> _Verilen metin_
_ _ _ _ _ _ _
Türkiye'de büyük canlanma var. Ticaret güçlü, ihracatımız kuvvetli. Büyümemizin temel sebeplerinden bir tanesi içeride büyüme ve talebin artması ile dışarıda talebin artmasından kaynaklanıyor. Biz bir psikolojiyi iyi yönettik. Ama birileri 'kötü gidiyor' dedi. Yeni açılan işletme sayısı kötüye giden ülkede artar mı, azalır mı? Azalır tabi. Ama insanlar bir işe girişiyorsa gelecekte kâr elde edeceğine ilişkin umudu olduğu için yapar. Türkiye de bütün kapanmaları yaşadığımızda açılan şirket 85 binden 103 bine çıktı. Kapanan şirket sayıları çok düşük oranda. Yüzde 14'ten 15,9'a çıkıyor.
"TÜRKİYE ÜRÜNLERİNİ DÜNYAYA SUNMA BECERİSİNE SAHİP"
Türkiye güçlü bir üretim altyapısına sahip. Sanayi üretim endeksi şu anda 137,6, ticaret hacmimiz dengeli bir şekilde artıyor. İhracatta ülke çeşitliliği 1 milyar doların üzerine çıkan ülke sayısı 46. Türkiye şu anda 19 yılda geldiği nokta 46 ülkeye 1 milyar doların üzerinde ihracat yapıyor. Ürün çeşitliliği 48. Türkiye sadece bir şey üretmiyor, bir yere odaklanmış değil. Dünyanın her türlü ihtiyacını çok hızlı uyum sağlayarak, geliştirerek dünyaya sunma becerisine sahip.
"BÜTÇE AÇIĞIMIZ DÜNYA ORTALAMASININ ALTINDA GİDİYOR"
Sanayide belli ortalama ile gidiyor, tarım aynı şekilde. Türkiye artık bu şekilde geldiği noktaya kadar. Bundan sonra katma değeri yüksek yatırım, ürünler, ileri teknoloji imkanlarıyla ihracatın artmasına katkı sağlayacak ürünleri üretme vaktini yakaladı. Onun için Türkiye modeli diyoruz. Bankalarımız güçlü. Tahsili geçmiş alacaklarda sıkıntı yok. Kredi mevduat oranlarımız gayet iyi. Bütçe açığımız düşük, yüzde 3,5'un altında. Cari açığımız dediğimiz noktaların altında. Dünya ortalaması neredeyse 10. Türkiye yüzde 3,5'un altında bütçe açığı ile gidiyor.
"KURLARLA OYNARSANIZ BİR YERE KADAR GİDEBİLİRSİNİZ"
_ _ _ _ _ _ _
> _Veri kümesi kayıtları_
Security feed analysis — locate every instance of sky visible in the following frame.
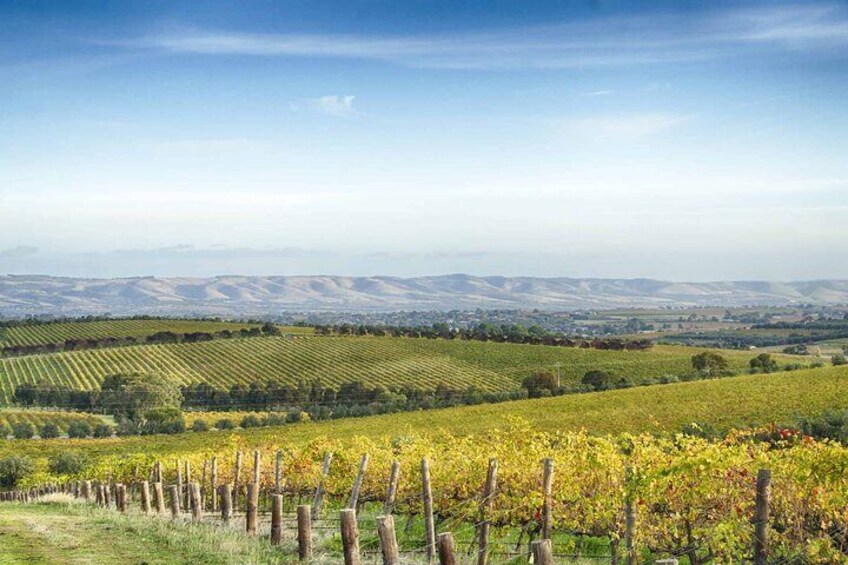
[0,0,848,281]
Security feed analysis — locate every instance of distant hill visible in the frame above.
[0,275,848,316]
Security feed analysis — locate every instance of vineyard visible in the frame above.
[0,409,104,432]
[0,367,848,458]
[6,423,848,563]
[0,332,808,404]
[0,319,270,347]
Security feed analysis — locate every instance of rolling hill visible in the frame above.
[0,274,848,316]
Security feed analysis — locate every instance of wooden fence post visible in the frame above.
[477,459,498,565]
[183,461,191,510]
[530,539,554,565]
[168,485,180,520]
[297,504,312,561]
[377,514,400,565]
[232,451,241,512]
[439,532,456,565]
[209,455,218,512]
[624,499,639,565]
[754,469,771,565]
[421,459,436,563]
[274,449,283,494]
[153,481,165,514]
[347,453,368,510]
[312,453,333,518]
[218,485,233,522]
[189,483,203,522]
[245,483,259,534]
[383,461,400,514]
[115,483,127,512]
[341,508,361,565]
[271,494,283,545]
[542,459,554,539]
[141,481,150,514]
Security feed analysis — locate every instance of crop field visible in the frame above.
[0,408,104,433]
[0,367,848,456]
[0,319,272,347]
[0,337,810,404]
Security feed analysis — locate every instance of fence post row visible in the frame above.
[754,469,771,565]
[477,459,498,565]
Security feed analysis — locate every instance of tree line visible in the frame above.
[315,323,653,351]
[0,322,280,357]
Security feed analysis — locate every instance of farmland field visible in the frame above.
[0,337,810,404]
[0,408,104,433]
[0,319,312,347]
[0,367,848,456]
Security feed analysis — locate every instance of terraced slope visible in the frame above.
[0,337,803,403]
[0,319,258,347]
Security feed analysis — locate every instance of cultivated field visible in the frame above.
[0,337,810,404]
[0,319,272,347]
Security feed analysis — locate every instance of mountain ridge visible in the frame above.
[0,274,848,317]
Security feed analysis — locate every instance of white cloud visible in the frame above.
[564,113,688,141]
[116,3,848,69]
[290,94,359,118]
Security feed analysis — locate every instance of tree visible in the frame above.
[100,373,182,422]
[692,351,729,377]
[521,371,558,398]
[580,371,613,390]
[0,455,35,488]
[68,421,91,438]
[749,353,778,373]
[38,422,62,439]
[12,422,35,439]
_ _ _ _ _ _ _
> _Alıştırma seti_
**A.** Verilen metindeki "Türkiye güçlü bir üretim altyapısına sahip." cümlesini İngilizceye çevirin.
**B.** Kayıtlarda "Security feed analysis — locate every instance of fence" geçen satırdan başlayıp "[0,322,280,357]" geçen satıra kadar olan satırları yeniden yazın; "Security feed analysis" yerine "Camera footage review" koyun ve başka hiçbir şeyi değiştirmeyin.

> _Verilen cevaplar_
**A.** Turkey has a strong production infrastructure.

**B.**
Camera footage review — locate every instance of fence post row visible in the frame above.
[754,469,771,565]
[477,459,498,565]
Camera footage review — locate every instance of tree line visible in the frame above.
[315,323,653,351]
[0,322,280,357]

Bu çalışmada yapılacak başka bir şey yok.